>> Begin

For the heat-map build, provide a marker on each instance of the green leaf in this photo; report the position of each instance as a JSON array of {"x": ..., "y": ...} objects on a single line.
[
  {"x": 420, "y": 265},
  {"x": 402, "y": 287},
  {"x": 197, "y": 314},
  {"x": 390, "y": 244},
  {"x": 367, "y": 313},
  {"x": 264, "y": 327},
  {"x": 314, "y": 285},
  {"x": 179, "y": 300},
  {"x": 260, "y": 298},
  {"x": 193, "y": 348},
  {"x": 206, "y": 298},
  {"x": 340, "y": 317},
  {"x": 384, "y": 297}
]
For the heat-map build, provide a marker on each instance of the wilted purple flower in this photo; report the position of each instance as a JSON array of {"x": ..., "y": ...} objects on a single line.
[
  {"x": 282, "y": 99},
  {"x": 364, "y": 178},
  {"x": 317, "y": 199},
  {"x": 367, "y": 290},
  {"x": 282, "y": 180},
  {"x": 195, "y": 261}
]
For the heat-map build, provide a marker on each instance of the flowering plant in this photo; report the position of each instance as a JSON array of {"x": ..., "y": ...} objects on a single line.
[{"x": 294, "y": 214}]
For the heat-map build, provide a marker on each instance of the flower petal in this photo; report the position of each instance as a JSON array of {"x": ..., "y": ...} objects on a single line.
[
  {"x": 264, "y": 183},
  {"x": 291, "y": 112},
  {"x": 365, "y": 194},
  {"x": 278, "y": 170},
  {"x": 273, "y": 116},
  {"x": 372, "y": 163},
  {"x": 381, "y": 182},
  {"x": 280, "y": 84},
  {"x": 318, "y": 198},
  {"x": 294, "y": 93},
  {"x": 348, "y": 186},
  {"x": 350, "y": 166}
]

>> End

- **WHAT IS ASKED**: Repeat the data in its entirety, character for character.

- **SOLUTION TO THIS TASK**:
For the heat-map build, provide a marker on each instance of the green leaf in this photo; report the position of each instance as a JSON array of {"x": ..., "y": ...} objects on a single line.
[
  {"x": 420, "y": 265},
  {"x": 402, "y": 287},
  {"x": 197, "y": 314},
  {"x": 390, "y": 244},
  {"x": 367, "y": 313},
  {"x": 264, "y": 327},
  {"x": 314, "y": 285},
  {"x": 179, "y": 300},
  {"x": 260, "y": 298},
  {"x": 193, "y": 348},
  {"x": 206, "y": 298},
  {"x": 340, "y": 317},
  {"x": 384, "y": 297}
]
For the heat-map build, provide a marker on each instance of the wilted purple flower in this photo; report the position of each instance as a JSON array of {"x": ..., "y": ...} objects on a single line.
[
  {"x": 282, "y": 99},
  {"x": 364, "y": 178},
  {"x": 317, "y": 199},
  {"x": 367, "y": 290},
  {"x": 282, "y": 180},
  {"x": 195, "y": 261}
]
For the heat-map build, provide a marker on each instance of the flowering plant in this photo; report the position of each instance as a JSON array of {"x": ..., "y": ...} objects on a single line.
[{"x": 294, "y": 214}]
For the heat-map build, provide a marker on each instance of the flower petal in this photo; report the position of each instance as a JSON array of {"x": ..., "y": ...} objects on a single line.
[
  {"x": 264, "y": 183},
  {"x": 291, "y": 112},
  {"x": 365, "y": 194},
  {"x": 278, "y": 170},
  {"x": 273, "y": 116},
  {"x": 372, "y": 163},
  {"x": 381, "y": 182},
  {"x": 280, "y": 84},
  {"x": 318, "y": 198},
  {"x": 294, "y": 93},
  {"x": 348, "y": 186},
  {"x": 350, "y": 166}
]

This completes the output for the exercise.